— Exercise —
Please transcribe every entry below exactly as written.

────────────────────

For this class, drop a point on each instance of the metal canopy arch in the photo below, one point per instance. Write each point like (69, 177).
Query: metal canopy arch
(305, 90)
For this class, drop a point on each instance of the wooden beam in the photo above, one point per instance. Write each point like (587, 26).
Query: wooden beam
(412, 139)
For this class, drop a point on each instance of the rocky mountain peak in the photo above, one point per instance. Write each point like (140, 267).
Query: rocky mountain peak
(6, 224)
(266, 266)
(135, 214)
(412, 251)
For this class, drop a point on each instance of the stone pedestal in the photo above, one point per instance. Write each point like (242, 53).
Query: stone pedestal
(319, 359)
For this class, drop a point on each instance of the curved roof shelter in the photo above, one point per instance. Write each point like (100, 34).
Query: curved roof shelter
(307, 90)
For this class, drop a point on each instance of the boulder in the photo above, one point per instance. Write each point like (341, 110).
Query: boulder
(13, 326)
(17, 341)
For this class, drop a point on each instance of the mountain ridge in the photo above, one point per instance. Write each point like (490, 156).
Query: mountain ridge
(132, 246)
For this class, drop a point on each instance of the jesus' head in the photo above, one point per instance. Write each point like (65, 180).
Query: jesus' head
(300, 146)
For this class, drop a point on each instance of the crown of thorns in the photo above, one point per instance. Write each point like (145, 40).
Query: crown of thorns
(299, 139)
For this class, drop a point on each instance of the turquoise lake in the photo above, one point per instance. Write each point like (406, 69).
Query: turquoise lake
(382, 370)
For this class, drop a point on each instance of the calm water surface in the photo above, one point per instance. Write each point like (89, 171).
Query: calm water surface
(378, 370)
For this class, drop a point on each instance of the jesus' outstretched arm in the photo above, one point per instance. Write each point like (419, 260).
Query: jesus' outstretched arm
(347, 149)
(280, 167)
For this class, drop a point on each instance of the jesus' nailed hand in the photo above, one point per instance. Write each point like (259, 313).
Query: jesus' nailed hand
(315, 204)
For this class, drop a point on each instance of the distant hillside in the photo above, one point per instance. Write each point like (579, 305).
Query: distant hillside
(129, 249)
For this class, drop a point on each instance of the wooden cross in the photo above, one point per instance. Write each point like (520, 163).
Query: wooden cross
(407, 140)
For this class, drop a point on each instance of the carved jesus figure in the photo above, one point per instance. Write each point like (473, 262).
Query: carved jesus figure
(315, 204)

────────────────────

— Solution to this task —
For this class, drop a point on each instance of the metal canopy arch in the photo below, one point per instance. Write each point like (69, 177).
Query: metal canopy arch
(305, 90)
For this class, drop a point on each instance of the wooden beam in the photo above, one point per instance. Write each point like (587, 26).
Query: wooden beam
(412, 139)
For this class, drop a point on each instance of the rocky mountain peak in the photo above, one point per instance. Write each point like (140, 267).
Query: rocky mountain peak
(6, 224)
(266, 266)
(135, 214)
(412, 251)
For this class, drop a point on each instance of the stone pedestal in the photo above, one point per instance. Write each point like (242, 53).
Query: stone pedestal
(319, 359)
For this class, drop a point on each instance of the curved roof shelter in the photo above, one point per instance. Write each point like (100, 34).
Query: curved roof shelter
(307, 90)
For this class, drop a point on each instance of the boulder in the photo above, one point per instance. Write each point like (341, 110).
Query: boulder
(13, 326)
(17, 341)
For this class, drop a point on each instance of the mountain ridge in the photo above, one point per instance. Write each point like (490, 156).
Query: mountain ridge
(132, 246)
For this class, drop a point on each instance of the jesus' head in the photo above, one point per instance. Write each point like (65, 180).
Query: jesus' head
(300, 146)
For this class, drop a point on each instance of the crown of thorns in the photo above, one point per instance. Write each point like (145, 40).
Query: crown of thorns
(299, 139)
For this class, drop a point on each instance of the turquoise lake in the photo above, one point per instance. Write each point like (406, 69).
Query: turquoise lake
(382, 370)
For this class, drop a point on each instance of the calm water surface in the photo above, one point per instance. Write each point like (89, 171).
Query: calm water surface
(378, 370)
For this class, drop a point on each instance of the jesus' outstretched arm in the photo above, one point per instance. Write each point like (419, 260).
Query: jesus' outstretched arm
(347, 149)
(280, 167)
For this class, drop a point on each instance of the jesus' nailed hand in the photo above, one point per instance. Write each point like (259, 313).
Query: jesus' nailed hand
(315, 204)
For this class, drop a point on each instance of the distant hillside in the photo above, one point per instance. Write each point like (579, 305).
Query: distant hillside
(129, 249)
For this class, drop a point on each instance of the wooden cross in the photo above, one point per instance. Write each point like (520, 163).
Query: wooden cross
(407, 140)
For this class, drop a point on each instance of the carved jesus figure in the photo above, one point per instance. Write each point like (473, 262).
Query: carved jesus figure
(315, 204)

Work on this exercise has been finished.